[Free-text object descriptions]
[Start of Attachment]

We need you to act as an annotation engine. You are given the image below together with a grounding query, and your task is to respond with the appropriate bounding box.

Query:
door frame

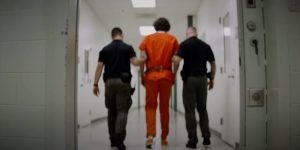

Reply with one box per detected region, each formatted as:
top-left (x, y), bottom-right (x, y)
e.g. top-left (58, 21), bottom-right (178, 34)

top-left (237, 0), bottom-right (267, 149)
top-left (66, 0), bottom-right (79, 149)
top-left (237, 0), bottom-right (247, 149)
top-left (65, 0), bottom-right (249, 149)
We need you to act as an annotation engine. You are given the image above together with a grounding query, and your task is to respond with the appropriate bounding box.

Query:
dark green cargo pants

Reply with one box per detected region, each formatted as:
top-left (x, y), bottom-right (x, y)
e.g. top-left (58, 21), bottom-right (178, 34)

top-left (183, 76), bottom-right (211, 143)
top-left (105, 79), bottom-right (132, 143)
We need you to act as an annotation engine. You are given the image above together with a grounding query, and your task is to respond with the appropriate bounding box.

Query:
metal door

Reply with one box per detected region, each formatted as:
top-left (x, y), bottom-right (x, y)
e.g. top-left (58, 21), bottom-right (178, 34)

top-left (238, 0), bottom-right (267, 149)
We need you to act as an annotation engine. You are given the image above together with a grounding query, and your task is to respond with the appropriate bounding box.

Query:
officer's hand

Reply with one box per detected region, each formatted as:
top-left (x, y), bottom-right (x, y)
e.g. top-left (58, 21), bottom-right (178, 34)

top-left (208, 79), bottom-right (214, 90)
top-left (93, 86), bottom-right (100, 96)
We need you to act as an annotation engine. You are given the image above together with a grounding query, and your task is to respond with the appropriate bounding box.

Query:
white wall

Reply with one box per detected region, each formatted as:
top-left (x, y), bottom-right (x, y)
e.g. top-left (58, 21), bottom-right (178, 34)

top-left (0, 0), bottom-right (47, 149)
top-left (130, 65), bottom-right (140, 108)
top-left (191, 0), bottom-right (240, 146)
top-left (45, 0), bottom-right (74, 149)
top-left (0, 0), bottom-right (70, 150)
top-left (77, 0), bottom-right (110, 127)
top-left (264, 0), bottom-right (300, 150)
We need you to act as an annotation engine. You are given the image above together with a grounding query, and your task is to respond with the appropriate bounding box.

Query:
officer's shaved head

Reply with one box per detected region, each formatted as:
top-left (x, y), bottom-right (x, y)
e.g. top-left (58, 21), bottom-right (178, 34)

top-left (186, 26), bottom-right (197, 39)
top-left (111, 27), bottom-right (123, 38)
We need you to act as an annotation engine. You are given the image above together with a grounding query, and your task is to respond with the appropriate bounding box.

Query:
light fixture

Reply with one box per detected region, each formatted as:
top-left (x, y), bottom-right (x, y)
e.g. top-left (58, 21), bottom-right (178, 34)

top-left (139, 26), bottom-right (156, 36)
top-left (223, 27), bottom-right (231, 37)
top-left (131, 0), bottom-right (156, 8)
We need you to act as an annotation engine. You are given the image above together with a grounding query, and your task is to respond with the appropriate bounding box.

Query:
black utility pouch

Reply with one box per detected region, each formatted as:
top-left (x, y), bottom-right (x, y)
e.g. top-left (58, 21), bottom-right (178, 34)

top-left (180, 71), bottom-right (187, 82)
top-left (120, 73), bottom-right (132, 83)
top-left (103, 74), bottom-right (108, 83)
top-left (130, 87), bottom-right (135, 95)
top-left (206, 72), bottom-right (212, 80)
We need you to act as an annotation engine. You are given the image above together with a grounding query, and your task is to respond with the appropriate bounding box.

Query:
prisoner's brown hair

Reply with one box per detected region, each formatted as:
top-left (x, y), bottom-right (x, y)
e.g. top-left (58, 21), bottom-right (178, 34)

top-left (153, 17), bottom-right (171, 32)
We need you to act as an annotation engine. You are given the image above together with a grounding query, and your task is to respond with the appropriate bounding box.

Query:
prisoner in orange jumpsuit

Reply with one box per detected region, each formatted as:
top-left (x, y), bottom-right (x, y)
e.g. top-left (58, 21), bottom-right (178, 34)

[End of Attachment]

• [TO DO] The required output is each line above restated verbatim, with all images omitted.

• [COMPLETED EXERCISE]
We need you to act as an annotation engine. You are given the image below together with a grounding query, and your task is to respond with the appropriate bounding box.

Query:
door frame


Reply with one box per detected region, each formatted as:
top-left (x, y), bottom-right (x, y)
e.g. top-left (58, 21), bottom-right (178, 34)

top-left (237, 0), bottom-right (267, 149)
top-left (66, 0), bottom-right (79, 149)
top-left (237, 0), bottom-right (247, 149)
top-left (65, 0), bottom-right (249, 149)
We need you to act as an annotation engine. You are given the image above together with a grounding query, and your task is to respond with the appropriate bounding box.

Query:
dark green cargo pants

Reply with one box per detected region, each formatted as:
top-left (x, y), bottom-right (x, y)
e.g. top-left (58, 21), bottom-right (178, 34)

top-left (183, 76), bottom-right (211, 143)
top-left (105, 79), bottom-right (132, 143)
We need you to act as an annotation engine. You are given the image above together with a grounding query, and your task is to respond with the appropriate bounding box.

Query:
metal door

Reply with one box per detected region, each formatted as:
top-left (x, y), bottom-right (x, y)
e.g. top-left (58, 21), bottom-right (178, 34)

top-left (238, 0), bottom-right (267, 149)
We need you to act as an annotation engine. You are given the image above together with a grounding query, and your task is to respond with the appropriate bounding box.

Query:
officer's hand

Reply with one box per detected region, each formatted as:
top-left (x, y), bottom-right (x, y)
e.g. top-left (58, 21), bottom-right (178, 34)

top-left (208, 79), bottom-right (214, 90)
top-left (93, 86), bottom-right (100, 96)
We need you to act as an annotation engine. You are given the image above together with a grounding query, and your task is to respond with the appropriate bounding box.

Query:
white wall

Reply with one box per detected region, each formatted as:
top-left (x, y), bottom-right (x, y)
e.g. top-left (58, 21), bottom-right (178, 34)

top-left (0, 0), bottom-right (47, 149)
top-left (130, 65), bottom-right (140, 108)
top-left (191, 0), bottom-right (240, 146)
top-left (45, 0), bottom-right (74, 149)
top-left (0, 0), bottom-right (70, 150)
top-left (77, 0), bottom-right (110, 127)
top-left (264, 0), bottom-right (300, 150)
We need you to act as an annotation engine. You are given the image above together with a grounding query, and your task is to respond with the appropriate bounding box.

Query:
officer's shaved head

Reply with one box per detected region, each formatted as:
top-left (x, y), bottom-right (x, y)
e.g. top-left (58, 21), bottom-right (178, 34)

top-left (186, 26), bottom-right (197, 39)
top-left (111, 27), bottom-right (123, 38)
We need you to act as an annotation engine. You are given the image above together with a grounding query, and your task is to respond with the appropriate bounding box.

Query:
light fixture

Reply with one box per detected region, each formatted as:
top-left (x, y), bottom-right (x, y)
e.g. top-left (58, 21), bottom-right (178, 34)

top-left (139, 26), bottom-right (156, 36)
top-left (223, 27), bottom-right (231, 37)
top-left (131, 0), bottom-right (156, 8)
We need you to act as an annotation engine. You are given the image above together with a grounding query, and your task is to respond with the appropriate bounding box.

Query:
black utility pouch

Reply with one box per detected region, each formatted as:
top-left (x, y), bottom-right (x, y)
e.g. top-left (58, 21), bottom-right (178, 34)

top-left (180, 71), bottom-right (187, 82)
top-left (120, 73), bottom-right (132, 83)
top-left (103, 74), bottom-right (108, 83)
top-left (130, 87), bottom-right (135, 95)
top-left (206, 72), bottom-right (212, 80)
We need you to act as an annotation engine. You are given the image above together with a grounding query, and your task is to respond with the appropriate bounding box.

Query:
prisoner's brown hair

Reply with one box per detected region, each formatted as:
top-left (x, y), bottom-right (x, y)
e.g. top-left (58, 21), bottom-right (178, 34)

top-left (153, 17), bottom-right (171, 32)
We need you to act as an annotation engine. You are given the image above together with a grounding query, and your task is to respond with the appropriate bounding box.

Query:
prisoner in orange jumpsuit

Reply with one box per detected region, each formatted as:
top-left (x, y), bottom-right (x, y)
e.g. top-left (58, 21), bottom-right (178, 34)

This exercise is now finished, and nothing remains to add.